* [The problem]:
Reproduce word for word the portion of the text on Babai's graph-isomorphism algorithm between "From the point" and "what’s gone before.", inclusive.

* [Given text]:
The most interesting news came late in 2015—on November 10, to be precise, when László Babai of the University of Chicago announced that he had come up with a new algorithm for solving the graph-isomorphism problem. This algorithm appears to be much more efficient than the previous “best” algorithm, which has ruled for over thirty years. Since graph isomorphism is one of the great unsolved problems in computer science, if Babai’s claim stands up to the kind of intensive peer-review to which it will now be subjected then the implications are fascinating, not least because we may need to rethink our assumptions about what computers can and cannot do.
The graph isomorphism problem seems deceptively simple: how to tell when two different graphs (which is what mathematicians call networks) are really the same in the sense that there’s an “isomorphism”—a one-to-one correspondence between their nodes that preserves each node’s connections—between them. Easy to state, but difficult to solve, since even small graphs can be made to look very different just by moving their nodes around. The standard way to check for isomorphism is to consider all possible ways to match up the nodes in one network with those in the other. That’s tedious but feasible for very small graphs, but it rapidly gets out of hand as the number of nodes increases. To compare two graphs with just ten nodes, for example, you’d have to check over 3.6 million (i.e. 10 factorial) possible matchings. For graphs with 100 nodes you’re probably looking at a number bigger than all the molecules in the universe. And in a Facebook age, networks with millions of nodes are commonplace.
From the point of view of practical computing, factorials are really bad news because the running time of a factorial algorithm can quickly escalate into billions of years. So the only practical algorithms are those for problems whose solutions can be expressed as polynomials (e.g. n-squared or n-cubed, where n is the number of nodes) because running times for them increase much more slowly than those for factorial or exponential functions.
The intriguing—tantalizing—thing about Babai’s algorithm is that it is neither pure factorial nor polynomial but what he calls “quasi-polynomial.” It’s not clear yet what this means, but the fuss in the mathematics and computer science community suggests that while the new algorithm might not be the Holy Grail, it is nevertheless significantly more efficient than what’s gone before.

Data excerpts:
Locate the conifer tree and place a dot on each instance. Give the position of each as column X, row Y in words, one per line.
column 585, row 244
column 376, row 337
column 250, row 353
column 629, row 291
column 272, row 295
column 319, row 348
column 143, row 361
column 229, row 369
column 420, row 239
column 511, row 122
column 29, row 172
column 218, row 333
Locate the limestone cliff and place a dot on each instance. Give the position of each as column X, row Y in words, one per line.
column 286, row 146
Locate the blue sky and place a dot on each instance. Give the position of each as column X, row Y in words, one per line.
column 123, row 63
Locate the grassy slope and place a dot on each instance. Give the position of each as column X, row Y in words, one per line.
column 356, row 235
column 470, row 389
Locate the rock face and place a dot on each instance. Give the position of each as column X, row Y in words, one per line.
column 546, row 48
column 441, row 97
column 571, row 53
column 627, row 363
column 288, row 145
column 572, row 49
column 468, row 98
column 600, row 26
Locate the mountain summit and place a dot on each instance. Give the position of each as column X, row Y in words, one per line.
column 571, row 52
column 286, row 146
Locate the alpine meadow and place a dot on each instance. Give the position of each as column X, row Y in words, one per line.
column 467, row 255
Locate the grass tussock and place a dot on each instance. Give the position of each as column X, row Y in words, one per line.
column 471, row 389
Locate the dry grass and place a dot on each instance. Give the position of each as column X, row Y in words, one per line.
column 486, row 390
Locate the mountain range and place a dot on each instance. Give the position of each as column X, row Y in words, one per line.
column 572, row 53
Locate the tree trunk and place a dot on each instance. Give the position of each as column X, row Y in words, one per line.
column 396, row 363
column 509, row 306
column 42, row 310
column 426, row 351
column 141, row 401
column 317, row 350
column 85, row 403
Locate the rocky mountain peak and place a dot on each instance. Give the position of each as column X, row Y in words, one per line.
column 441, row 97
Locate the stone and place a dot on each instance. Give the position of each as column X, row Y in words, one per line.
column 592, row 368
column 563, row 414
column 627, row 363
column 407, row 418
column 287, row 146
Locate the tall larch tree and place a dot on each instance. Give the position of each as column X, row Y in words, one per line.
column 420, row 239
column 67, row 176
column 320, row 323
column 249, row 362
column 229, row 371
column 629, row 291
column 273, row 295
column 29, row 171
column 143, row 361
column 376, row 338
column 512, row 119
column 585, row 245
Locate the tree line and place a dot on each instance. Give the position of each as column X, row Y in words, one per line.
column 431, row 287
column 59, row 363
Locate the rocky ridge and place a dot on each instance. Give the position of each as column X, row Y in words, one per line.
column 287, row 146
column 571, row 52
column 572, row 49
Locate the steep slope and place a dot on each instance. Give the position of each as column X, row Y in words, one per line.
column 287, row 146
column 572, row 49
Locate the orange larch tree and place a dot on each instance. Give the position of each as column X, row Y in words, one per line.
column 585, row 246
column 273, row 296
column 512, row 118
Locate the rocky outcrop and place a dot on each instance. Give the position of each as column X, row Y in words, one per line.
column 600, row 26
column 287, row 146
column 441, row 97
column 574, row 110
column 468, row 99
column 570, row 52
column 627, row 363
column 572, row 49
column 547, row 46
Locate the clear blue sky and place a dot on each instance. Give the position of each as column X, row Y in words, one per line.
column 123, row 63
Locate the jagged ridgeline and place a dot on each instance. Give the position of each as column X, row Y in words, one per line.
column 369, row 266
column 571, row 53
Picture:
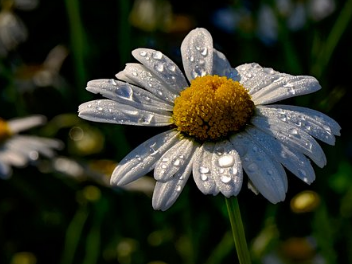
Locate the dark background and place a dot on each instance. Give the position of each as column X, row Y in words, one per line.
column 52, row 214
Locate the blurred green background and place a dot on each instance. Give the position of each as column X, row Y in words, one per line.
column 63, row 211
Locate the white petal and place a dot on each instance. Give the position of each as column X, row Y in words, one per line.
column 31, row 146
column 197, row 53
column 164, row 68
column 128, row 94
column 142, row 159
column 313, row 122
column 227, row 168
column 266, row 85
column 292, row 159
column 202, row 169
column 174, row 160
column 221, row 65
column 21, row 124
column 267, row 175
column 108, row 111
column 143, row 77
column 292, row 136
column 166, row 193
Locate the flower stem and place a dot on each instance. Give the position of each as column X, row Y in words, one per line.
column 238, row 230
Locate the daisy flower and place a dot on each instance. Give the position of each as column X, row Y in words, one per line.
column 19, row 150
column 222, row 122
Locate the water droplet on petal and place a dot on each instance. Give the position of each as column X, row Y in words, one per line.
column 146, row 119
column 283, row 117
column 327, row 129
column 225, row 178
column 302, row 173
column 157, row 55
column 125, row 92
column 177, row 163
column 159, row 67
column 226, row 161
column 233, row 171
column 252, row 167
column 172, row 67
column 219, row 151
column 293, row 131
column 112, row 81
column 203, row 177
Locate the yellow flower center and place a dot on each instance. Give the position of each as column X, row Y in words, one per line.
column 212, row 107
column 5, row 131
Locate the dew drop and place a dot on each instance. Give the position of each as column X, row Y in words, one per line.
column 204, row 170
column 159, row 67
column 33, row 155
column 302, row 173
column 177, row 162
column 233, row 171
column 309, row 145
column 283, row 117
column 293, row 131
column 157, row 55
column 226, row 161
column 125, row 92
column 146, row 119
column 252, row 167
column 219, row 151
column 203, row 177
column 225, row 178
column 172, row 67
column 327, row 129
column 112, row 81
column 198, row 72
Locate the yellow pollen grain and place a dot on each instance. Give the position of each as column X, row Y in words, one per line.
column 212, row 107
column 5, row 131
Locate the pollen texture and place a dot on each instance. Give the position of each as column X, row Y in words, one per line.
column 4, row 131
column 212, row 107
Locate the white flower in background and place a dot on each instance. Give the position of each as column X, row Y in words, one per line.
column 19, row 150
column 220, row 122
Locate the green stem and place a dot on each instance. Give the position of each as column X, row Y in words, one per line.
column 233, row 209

---

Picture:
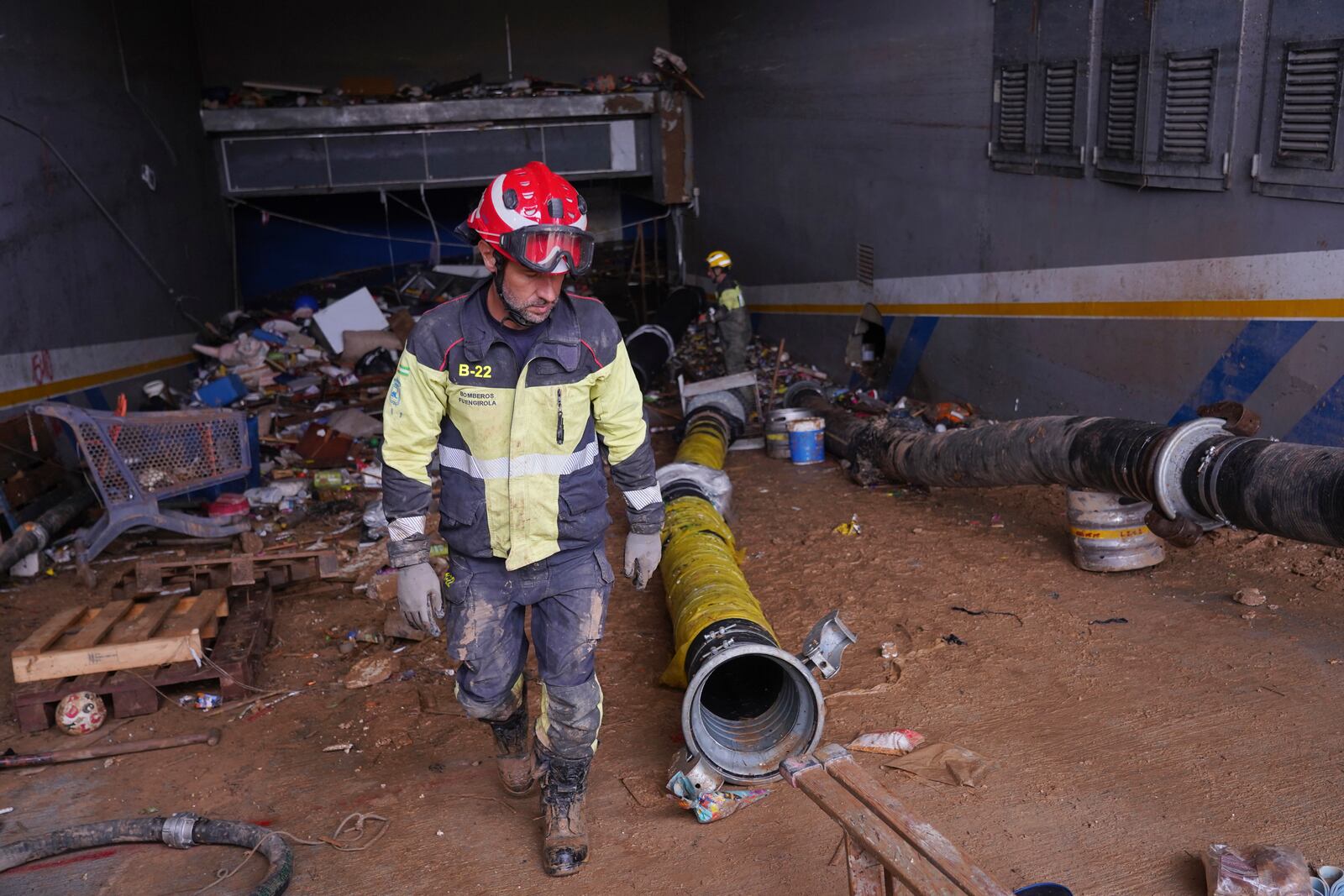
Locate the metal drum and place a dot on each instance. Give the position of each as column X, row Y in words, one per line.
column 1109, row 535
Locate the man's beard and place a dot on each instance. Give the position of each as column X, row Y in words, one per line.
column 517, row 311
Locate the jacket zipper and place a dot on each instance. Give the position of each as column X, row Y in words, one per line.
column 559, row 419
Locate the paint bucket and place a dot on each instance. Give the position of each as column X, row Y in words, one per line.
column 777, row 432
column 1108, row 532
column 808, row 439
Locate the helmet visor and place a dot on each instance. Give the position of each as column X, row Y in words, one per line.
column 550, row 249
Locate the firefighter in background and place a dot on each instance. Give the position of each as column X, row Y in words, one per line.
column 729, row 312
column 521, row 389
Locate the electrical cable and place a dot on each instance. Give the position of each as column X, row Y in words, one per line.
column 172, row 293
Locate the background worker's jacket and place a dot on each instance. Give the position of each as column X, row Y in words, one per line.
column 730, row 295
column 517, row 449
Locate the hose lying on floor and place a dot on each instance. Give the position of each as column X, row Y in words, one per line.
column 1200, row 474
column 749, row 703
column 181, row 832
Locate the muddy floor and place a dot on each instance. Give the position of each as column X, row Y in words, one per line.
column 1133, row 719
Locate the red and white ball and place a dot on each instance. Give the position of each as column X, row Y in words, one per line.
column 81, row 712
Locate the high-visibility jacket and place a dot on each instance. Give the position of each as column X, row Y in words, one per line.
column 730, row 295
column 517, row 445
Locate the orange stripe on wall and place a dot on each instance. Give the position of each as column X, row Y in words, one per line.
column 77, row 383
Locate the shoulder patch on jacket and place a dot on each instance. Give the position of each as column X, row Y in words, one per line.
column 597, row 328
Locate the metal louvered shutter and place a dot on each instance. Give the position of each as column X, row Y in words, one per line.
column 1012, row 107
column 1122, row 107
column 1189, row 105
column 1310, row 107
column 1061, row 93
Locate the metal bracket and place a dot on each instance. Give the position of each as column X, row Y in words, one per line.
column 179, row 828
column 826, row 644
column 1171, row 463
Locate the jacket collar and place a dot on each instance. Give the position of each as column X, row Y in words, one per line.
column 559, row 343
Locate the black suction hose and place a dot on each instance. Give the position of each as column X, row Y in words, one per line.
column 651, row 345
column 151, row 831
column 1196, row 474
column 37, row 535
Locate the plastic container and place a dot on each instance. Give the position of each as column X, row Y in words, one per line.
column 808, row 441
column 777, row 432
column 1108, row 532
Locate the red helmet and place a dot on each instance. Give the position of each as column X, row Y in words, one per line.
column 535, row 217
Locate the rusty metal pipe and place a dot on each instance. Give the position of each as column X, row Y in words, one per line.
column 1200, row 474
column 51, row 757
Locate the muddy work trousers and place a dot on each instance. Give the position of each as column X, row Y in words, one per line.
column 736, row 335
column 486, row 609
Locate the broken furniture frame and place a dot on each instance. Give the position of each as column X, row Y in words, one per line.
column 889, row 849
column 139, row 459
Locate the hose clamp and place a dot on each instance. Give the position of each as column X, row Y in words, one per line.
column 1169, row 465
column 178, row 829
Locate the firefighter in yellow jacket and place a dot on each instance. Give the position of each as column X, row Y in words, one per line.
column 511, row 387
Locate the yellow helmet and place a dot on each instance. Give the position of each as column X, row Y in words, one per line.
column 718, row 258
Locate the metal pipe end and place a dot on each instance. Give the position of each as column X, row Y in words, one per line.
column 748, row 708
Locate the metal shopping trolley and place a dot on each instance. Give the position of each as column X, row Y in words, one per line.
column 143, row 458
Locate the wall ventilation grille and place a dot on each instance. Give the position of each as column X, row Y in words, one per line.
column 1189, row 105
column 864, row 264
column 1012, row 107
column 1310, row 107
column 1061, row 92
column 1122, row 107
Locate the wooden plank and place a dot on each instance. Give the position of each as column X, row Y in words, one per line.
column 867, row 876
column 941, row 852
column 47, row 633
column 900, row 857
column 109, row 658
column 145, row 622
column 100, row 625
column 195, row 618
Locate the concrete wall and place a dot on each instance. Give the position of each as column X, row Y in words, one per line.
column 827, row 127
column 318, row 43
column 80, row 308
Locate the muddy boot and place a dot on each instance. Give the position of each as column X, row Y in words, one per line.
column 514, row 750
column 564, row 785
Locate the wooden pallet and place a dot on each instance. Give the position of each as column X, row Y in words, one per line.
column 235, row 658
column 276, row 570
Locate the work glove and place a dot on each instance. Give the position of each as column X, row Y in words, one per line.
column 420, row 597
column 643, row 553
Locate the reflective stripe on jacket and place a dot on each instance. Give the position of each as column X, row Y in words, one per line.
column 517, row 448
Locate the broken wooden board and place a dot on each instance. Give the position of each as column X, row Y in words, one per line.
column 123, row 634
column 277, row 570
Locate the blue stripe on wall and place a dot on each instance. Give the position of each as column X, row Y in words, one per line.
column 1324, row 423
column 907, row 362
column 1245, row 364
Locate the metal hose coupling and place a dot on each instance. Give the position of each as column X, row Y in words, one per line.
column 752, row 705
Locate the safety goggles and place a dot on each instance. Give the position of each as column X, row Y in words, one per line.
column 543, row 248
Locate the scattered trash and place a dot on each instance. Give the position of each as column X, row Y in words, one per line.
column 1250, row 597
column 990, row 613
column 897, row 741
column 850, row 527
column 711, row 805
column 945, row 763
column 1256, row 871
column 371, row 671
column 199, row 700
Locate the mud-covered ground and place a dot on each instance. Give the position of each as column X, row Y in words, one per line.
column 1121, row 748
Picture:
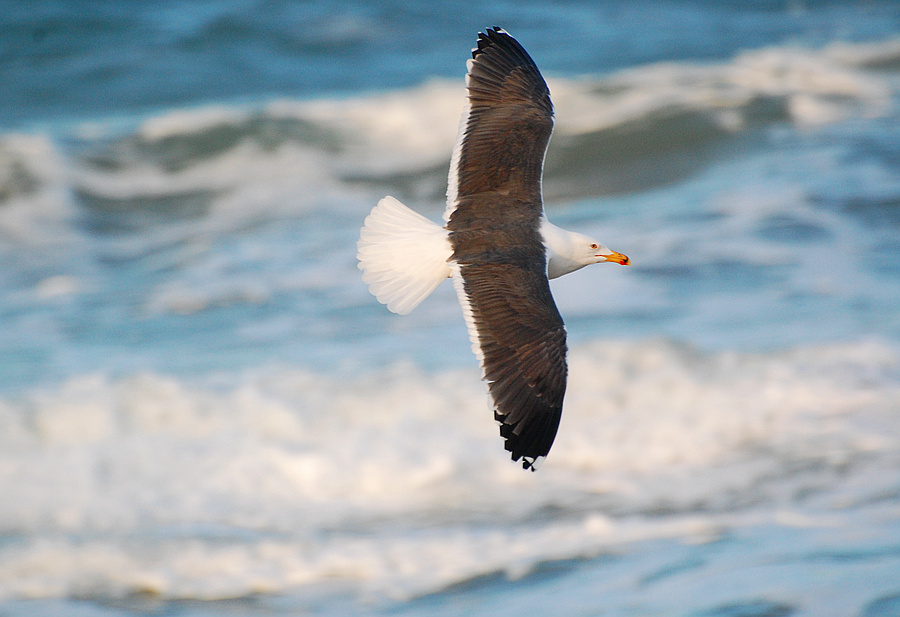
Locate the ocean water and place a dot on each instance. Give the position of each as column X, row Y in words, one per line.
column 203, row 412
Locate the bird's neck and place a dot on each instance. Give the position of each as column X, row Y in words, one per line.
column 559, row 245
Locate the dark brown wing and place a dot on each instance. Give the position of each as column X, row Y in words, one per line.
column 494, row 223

* [Response area]:
From the point of view of practical computing, factorials are really bad news because the running time of a factorial algorithm can quickly escalate into billions of years. So the only practical algorithms are those for problems whose solutions can be expressed as polynomials (e.g. n-squared or n-cubed, where n is the number of nodes) because running times for them increase much more slowly than those for factorial or exponential functions.
The intriguing—tantalizing—thing about Babai’s algorithm is that it is neither pure factorial nor polynomial but what he calls “quasi-polynomial.” It’s not clear yet what this means, but the fuss in the mathematics and computer science community suggests that while the new algorithm might not be the Holy Grail, it is nevertheless significantly more efficient than what’s gone before.